PROBLEM TO SOLVE ▸
Reproduce verbatim everything in the material from the line containing "Where can the castle" down to the line containing "column 226, row 499", including both of those lines.

Data items
--- --- ---
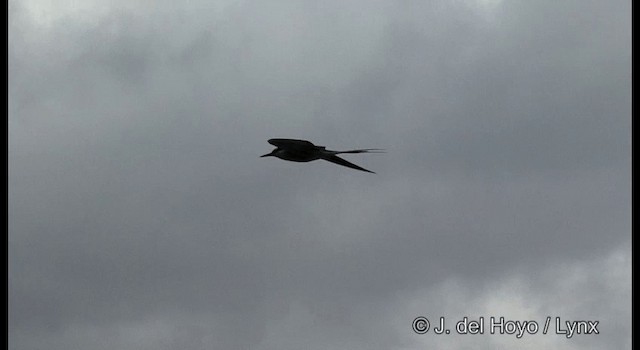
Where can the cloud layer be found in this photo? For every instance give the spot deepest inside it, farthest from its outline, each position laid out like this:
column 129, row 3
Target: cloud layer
column 140, row 215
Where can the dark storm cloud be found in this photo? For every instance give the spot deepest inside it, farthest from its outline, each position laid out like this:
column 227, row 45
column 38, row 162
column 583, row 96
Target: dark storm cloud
column 141, row 215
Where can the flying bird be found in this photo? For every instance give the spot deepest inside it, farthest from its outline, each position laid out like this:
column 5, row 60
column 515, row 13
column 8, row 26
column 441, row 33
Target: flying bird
column 305, row 151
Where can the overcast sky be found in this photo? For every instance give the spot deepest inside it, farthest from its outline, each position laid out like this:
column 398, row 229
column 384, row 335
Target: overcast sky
column 141, row 216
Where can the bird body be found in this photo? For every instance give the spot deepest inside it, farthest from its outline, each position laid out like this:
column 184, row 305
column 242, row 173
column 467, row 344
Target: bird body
column 305, row 151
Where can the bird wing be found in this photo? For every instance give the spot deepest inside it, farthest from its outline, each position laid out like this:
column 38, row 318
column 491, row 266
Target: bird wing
column 337, row 160
column 286, row 143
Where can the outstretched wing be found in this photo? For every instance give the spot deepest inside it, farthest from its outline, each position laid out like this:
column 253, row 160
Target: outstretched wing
column 290, row 142
column 337, row 160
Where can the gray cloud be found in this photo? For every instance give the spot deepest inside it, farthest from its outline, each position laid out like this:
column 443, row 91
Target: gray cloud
column 140, row 215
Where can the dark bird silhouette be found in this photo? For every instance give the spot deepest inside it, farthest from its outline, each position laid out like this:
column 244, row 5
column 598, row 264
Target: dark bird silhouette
column 305, row 151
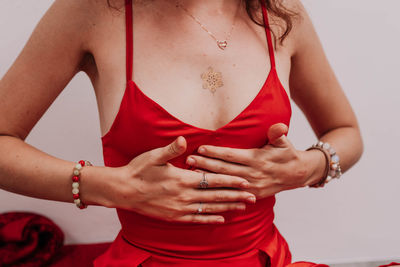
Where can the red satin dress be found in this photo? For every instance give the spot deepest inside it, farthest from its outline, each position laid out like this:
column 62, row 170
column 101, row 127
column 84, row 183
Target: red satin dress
column 247, row 238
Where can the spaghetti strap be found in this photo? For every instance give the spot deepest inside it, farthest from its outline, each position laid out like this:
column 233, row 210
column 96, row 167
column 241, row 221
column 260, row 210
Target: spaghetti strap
column 129, row 39
column 268, row 33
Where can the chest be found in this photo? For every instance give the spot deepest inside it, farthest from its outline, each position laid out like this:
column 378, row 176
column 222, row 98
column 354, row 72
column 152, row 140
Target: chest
column 173, row 65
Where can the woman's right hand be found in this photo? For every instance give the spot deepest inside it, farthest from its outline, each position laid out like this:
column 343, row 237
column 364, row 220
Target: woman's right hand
column 152, row 186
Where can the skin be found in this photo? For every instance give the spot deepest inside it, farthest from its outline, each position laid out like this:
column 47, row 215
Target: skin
column 94, row 42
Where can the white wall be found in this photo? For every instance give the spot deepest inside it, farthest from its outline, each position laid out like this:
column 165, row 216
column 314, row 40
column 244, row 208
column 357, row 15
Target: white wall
column 355, row 218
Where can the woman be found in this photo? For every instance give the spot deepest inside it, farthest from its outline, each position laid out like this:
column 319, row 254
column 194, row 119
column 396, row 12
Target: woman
column 194, row 140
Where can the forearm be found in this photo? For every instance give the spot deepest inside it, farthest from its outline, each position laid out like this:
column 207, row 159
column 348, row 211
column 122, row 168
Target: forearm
column 28, row 171
column 348, row 144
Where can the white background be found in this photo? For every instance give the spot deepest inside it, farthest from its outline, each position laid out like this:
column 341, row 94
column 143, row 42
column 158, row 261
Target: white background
column 355, row 218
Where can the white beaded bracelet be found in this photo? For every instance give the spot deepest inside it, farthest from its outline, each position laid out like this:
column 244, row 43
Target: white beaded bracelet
column 76, row 183
column 334, row 163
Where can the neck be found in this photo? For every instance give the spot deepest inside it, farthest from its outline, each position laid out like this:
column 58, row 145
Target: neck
column 210, row 7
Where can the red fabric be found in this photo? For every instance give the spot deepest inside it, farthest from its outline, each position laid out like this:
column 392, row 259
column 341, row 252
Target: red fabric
column 80, row 255
column 247, row 238
column 28, row 239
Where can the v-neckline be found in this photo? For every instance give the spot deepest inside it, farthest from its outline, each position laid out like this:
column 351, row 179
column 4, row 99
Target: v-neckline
column 248, row 106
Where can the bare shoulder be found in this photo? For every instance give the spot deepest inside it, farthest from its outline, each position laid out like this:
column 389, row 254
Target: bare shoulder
column 303, row 32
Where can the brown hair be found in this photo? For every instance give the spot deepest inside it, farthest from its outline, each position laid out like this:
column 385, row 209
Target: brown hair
column 275, row 7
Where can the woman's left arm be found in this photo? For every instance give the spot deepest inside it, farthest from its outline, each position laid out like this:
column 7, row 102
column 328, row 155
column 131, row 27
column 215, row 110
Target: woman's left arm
column 317, row 92
column 314, row 88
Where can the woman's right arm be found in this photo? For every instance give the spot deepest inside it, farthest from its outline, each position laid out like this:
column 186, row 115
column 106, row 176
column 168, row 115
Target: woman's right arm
column 52, row 56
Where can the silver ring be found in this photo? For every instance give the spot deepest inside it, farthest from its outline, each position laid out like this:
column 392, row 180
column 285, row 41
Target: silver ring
column 199, row 209
column 204, row 183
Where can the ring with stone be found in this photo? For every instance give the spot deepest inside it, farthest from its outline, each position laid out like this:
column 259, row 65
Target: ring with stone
column 199, row 209
column 204, row 183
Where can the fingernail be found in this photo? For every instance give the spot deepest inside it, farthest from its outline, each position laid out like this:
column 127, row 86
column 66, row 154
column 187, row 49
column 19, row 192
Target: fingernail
column 241, row 207
column 245, row 184
column 251, row 199
column 190, row 161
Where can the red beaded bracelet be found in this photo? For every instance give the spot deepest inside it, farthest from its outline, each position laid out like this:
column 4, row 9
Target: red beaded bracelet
column 76, row 183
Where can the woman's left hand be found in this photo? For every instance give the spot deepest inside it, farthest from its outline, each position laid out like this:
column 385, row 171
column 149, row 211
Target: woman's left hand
column 273, row 168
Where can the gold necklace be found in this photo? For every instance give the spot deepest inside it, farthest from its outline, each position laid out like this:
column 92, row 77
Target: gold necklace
column 221, row 44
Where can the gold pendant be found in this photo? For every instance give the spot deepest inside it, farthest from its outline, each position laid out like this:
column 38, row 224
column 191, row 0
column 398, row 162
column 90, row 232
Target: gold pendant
column 222, row 44
column 212, row 80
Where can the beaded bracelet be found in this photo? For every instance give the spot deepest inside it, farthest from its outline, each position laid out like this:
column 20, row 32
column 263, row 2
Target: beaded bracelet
column 75, row 183
column 332, row 169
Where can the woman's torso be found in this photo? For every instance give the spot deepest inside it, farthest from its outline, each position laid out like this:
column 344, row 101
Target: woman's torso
column 164, row 99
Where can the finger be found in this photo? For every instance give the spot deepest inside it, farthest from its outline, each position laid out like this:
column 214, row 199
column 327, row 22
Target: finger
column 276, row 135
column 219, row 166
column 221, row 195
column 215, row 180
column 203, row 219
column 172, row 150
column 237, row 155
column 215, row 207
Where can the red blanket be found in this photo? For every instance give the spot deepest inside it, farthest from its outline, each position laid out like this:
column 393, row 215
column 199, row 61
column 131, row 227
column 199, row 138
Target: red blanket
column 28, row 239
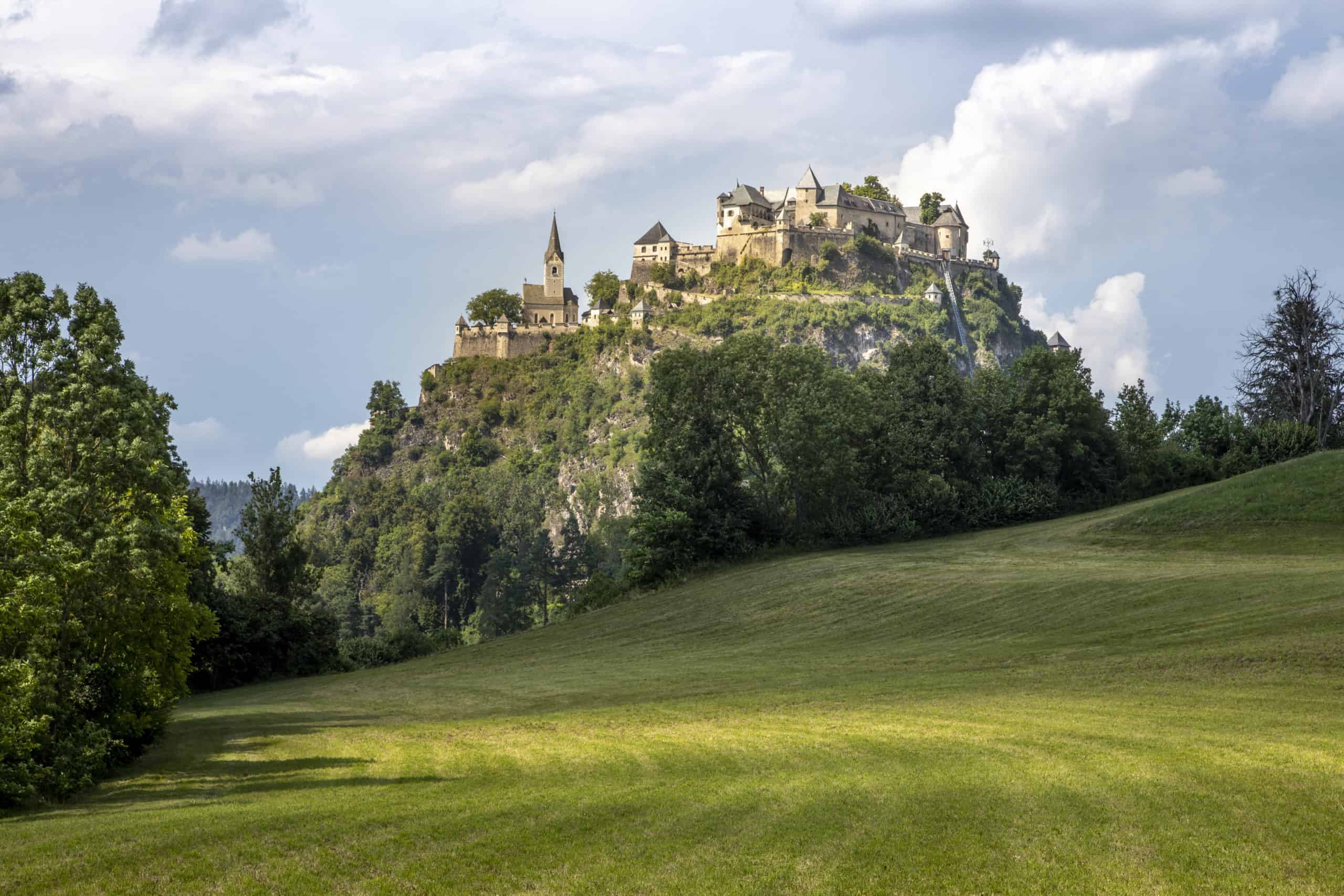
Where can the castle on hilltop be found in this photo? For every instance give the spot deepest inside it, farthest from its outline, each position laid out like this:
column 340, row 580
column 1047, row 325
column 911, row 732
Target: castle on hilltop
column 777, row 226
column 781, row 225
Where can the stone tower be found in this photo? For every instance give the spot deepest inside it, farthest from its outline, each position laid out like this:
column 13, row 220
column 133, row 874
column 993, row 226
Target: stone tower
column 554, row 267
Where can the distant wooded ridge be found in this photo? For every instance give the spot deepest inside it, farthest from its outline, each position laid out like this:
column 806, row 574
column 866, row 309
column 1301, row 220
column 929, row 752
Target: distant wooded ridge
column 226, row 499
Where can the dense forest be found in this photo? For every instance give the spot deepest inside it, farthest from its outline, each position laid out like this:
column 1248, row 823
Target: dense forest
column 518, row 492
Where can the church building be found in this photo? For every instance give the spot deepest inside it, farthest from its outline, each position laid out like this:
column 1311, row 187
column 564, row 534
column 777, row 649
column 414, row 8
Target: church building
column 551, row 301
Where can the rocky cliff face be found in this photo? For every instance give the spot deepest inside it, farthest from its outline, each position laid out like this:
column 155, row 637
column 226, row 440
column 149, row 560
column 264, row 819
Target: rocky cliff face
column 574, row 418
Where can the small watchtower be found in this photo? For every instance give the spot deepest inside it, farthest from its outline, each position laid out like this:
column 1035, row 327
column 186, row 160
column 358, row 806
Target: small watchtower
column 642, row 312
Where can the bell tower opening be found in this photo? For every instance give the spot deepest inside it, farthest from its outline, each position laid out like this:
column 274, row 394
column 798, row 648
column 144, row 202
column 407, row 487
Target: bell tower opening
column 554, row 265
--- --- ---
CORRECT ANSWER ▸
Where can the castle on hilltop be found in this photo? For every instance give the spot deepest inside it, farthest from its outline, each position laid out like this:
column 340, row 580
column 1047, row 325
column 911, row 732
Target: castle on hilltop
column 777, row 226
column 781, row 225
Where can the stone tower be found in this photo? For every instance give the spot deepest inside it, farthest from its outline, each position laid out like this:
column 13, row 220
column 133, row 874
column 993, row 226
Target: stone tower
column 554, row 267
Where can the distant wooded ridge be found in this photo? For every instance give the spot deepest inside it, farthest from its outline, each position laid out like this:
column 806, row 574
column 866, row 309
column 1301, row 220
column 929, row 752
Target: distant wooded ridge
column 226, row 499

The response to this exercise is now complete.